* **WORK REQUIRED**:
Copy out the text below on sharing a Galaxy server's paths and files with its nodes, word for word and in full.

* **SELECTION**:
▼

Our simple example works because of two important principles:

1. Some things are located *at the same path* on Galaxy server and node(s)
 - Galaxy application (`/srv/galaxy/server`)[1]
 - Tool dependencies[1]
2. Some things *are the same* on Galaxy server and node(s)
 - Job working directory
 - Input and output datasets

The first can be worked around with symlinks or Pulsar embedded (later)

The second can be worked around with Pulsar REST/MQ (with a performance/throughput penalty)

.footnote[[1] A fix for this has been proposed

[2] Except conda dependencies!]

---
# Non-shared Galaxy

If Galaxy server is at `/srv/galaxy/server`, nodes must find it there too. Solutions:
- Node-local Galaxy at same path
- Node-local Galaxy at different path w/ symlink at `/srv/galaxy/server`
- Network filesystem Galaxy w/ symlink (usegalaxy.org uses CVMFS)

▲

* **DATASET CONTENT**:
▼

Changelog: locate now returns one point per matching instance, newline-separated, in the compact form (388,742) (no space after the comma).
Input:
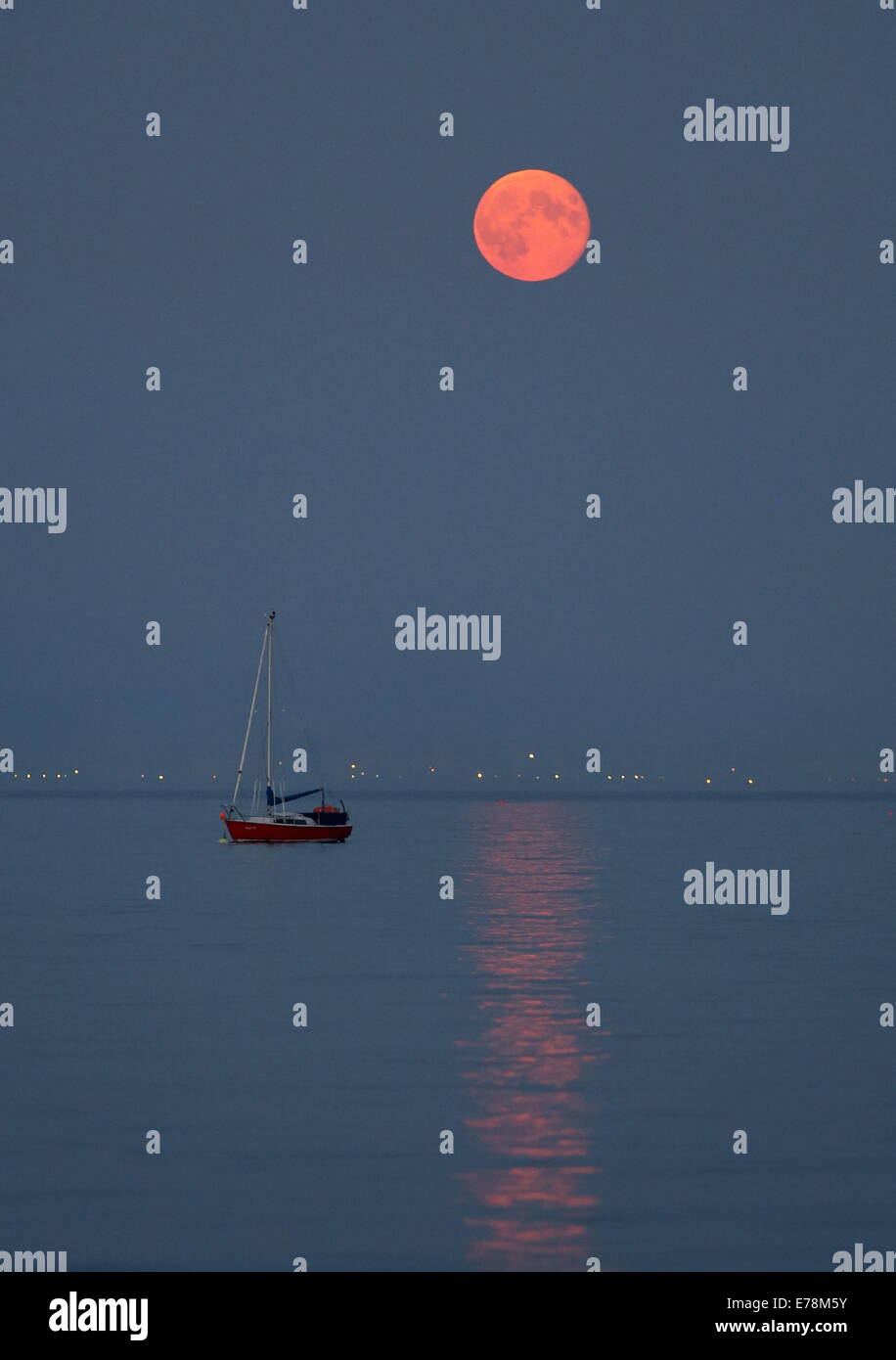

▲

* **COMPLETE ANSWER**:
Our simple example works because of two important principles:

1. Some things are located *at the same path* on Galaxy server and node(s)
 - Galaxy application (`/srv/galaxy/server`)[1]
 - Tool dependencies[1]
2. Some things *are the same* on Galaxy server and node(s)
 - Job working directory
 - Input and output datasets

The first can be worked around with symlinks or Pulsar embedded (later)

The second can be worked around with Pulsar REST/MQ (with a performance/throughput penalty)

.footnote[[1] A fix for this has been proposed

[2] Except conda dependencies!]

---
# Non-shared Galaxy

If Galaxy server is at `/srv/galaxy/server`, nodes must find it there too. Solutions:
- Node-local Galaxy at same path
- Node-local Galaxy at different path w/ symlink at `/srv/galaxy/server`
- Network filesystem Galaxy w/ symlink (usegalaxy.org uses CVMFS)